Orden y caos

Por Carina Sicardi / Psicóloga
casicardi@hotmail.com

Los días pasan lentamente para aquel que nada espera. A veces pareciera que, bíblicamente hablando, miráramos con soberbia lo hecho hasta ahora y, como en aquel famoso séptimo día, nos dedicáramos a descansar sintiendo que nada nuevo podrá aparecer, más que lo inevitable, el devenir del tiempo que termina en la muerte.
Cuando todo parece terminado y bajo control, de repente la vida nos da un giro inesperado, aquello que nos despierta como una suave brisa que alienta a abrir los ojos o como un huracán que nos empuja hacia lugares desconocidos hasta entonces.
Tenemos el tiempo organizado tan sistemáticamente, que nada debería fallar. La tecnología nos avisa permanentemente los horarios, nos adelanta fechas de compromisos ineludibles a los que aun así, incumplimos.
Llegando una de estas mañanas a la clínica donde trabajo, encuentro a mis compañeras de recepción al borde del estallido. ¿Qué había sucedido? Es que, el trabajo cotidiano –en general monótono-, ese día las despertaba con casi una bofetada. El sistema de horarios, que organiza el tiempo de los pacientes y de los profesionales por un mínimo de treinta días, no funcionaba. Y no sólo eso. Al mejor estilo de la canción que cantábamos de pequeños, “a un viejo cirujano llamaron con urgencia”; la clínica entera empezó a buscar con desesperación al analista de sistemas. Las listas no podían ser impresas, la gente comenzaba a impacientarse en la cola que se iba acrecentando en número y en tiempo de espera, corridas casi asimilables a cuando es un paciente el que colapsa.
Por fin, bajo la mirada de decenas de personas desencajadas, llega el profesional informático, intentando resolver bajo la presión de dedos tamborileantes y miradas de ojos bien abiertos. Los teléfonos no dejaban de sonar, buscando nuevos turnos, y para todos ellos, la misma respuesta cansada e irritante a los oídos ansiosos: “Llame más tarde, no hay sistema”.
+===+
* [Tus instrucciones]:
Resume en dos oraciones el texto sobre orden y caos.
+===+
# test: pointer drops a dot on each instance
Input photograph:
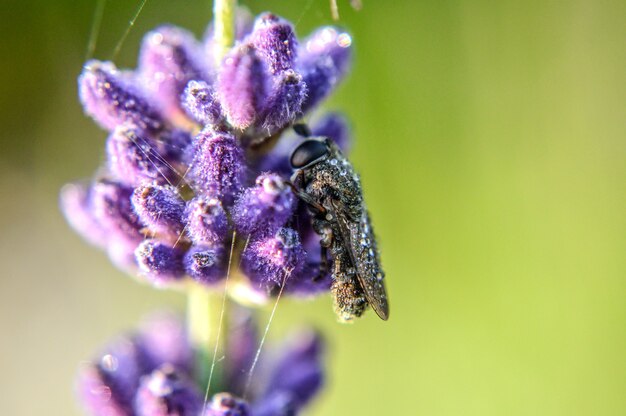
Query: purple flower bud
(163, 339)
(112, 208)
(218, 167)
(299, 370)
(166, 392)
(201, 103)
(160, 263)
(335, 126)
(135, 158)
(170, 57)
(275, 42)
(285, 103)
(206, 221)
(270, 260)
(110, 99)
(108, 385)
(161, 209)
(242, 86)
(76, 206)
(132, 158)
(278, 403)
(241, 347)
(96, 395)
(324, 60)
(264, 208)
(206, 264)
(225, 404)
+===+
* [Solución del ejercicio]:
El texto sostiene que, aunque tenemos el tiempo organizado de forma tan sistemática que nada debería fallar y todo parece bajo control, la vida puede dar de repente un giro inesperado. Como ejemplo, relata una mañana en la clínica en que el sistema de horarios dejó de funcionar: las listas no podían imprimirse, la cola crecía, se buscó con desesperación al analista de sistemas y a quienes llamaban se les respondía que no había sistema.